_Task goal_
Reproduce the stretch of the Hacker News comments on Russia from "The 170MM figure" through "with the Americans.", word for word.
>> BEGIN Excerpted passage
Hacker Newsnew | past | comments | ask | show | jobs | submitlogin

The 170MM figure is referring to all losses of life like the purges, man-made famines (Holodomor), inept ww ii strategies, as well as “unborn” children. This last one has no reference so it’s impossible to know what that means or how many people they attribute to that.

That said, the problem is a cultural one. The communists poured gas on the tendencies of the Tsars and modern Russia suffers from that legacy still. The legacy is a peasant (serf) : master way of thinking.

Culture is hard to cure and the change has to come from within. Japan had a similar problem but most of the sharp edges were dulled when they made a deal (surrender) with the Americans.

You also see this tendency to cling to bad cultural habits by some enclaves of immigrants. It can take decades of new generations to wipe some of those bad tendencies away. Some people see that as erasure of culture as a bad thing but it can also bring good.



I don't know who is downvoting this comment, but the comment is correct. Russia is a state, not a nation. The Kremlin, in all incarnations - the Tsars, Stalin, the Communist Party, Putin, even the Mongols that used to run it before Moscow, have always been perceived more like an alien force that has landed onto this land, and now one has to submit to it, without questions. This is a lesson that parents pass onto their children, implicitly or explicitly. It could become a nation-state in a relatively short order, though that's certainly going to be bloody. And nukes could be on the table as well - this is why the US was actually opposed to the USSR collapse, a fact that's not widely known today.
>> END Excerpted passage
>> BEGIN Dataset
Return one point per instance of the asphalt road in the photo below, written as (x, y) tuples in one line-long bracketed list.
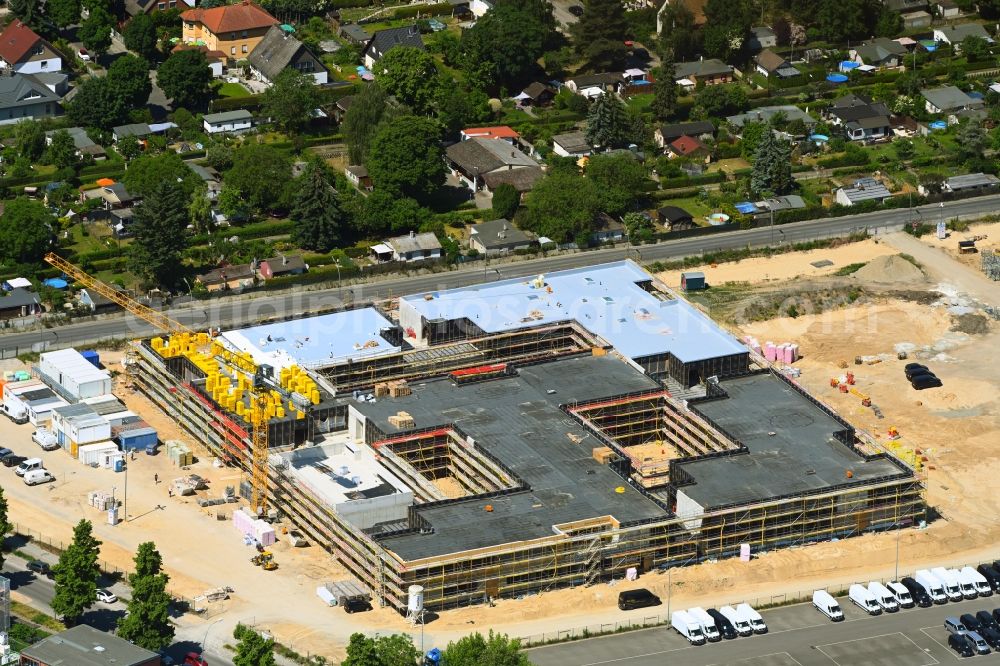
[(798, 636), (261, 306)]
>> END Dataset
>> BEGIN Dataset
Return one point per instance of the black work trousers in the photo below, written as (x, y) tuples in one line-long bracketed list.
>> END Dataset
_Answer to the exercise_
The 170MM figure is referring to all losses of life like the purges, man-made famines (Holodomor), inept ww ii strategies, as well as “unborn” children. This last one has no reference so it’s impossible to know what that means or how many people they attribute to that.

That said, the problem is a cultural one. The communists poured gas on the tendencies of the Tsars and modern Russia suffers from that legacy still. The legacy is a peasant (serf) : master way of thinking.

Culture is hard to cure and the change has to come from within. Japan had a similar problem but most of the sharp edges were dulled when they made a deal (surrender) with the Americans.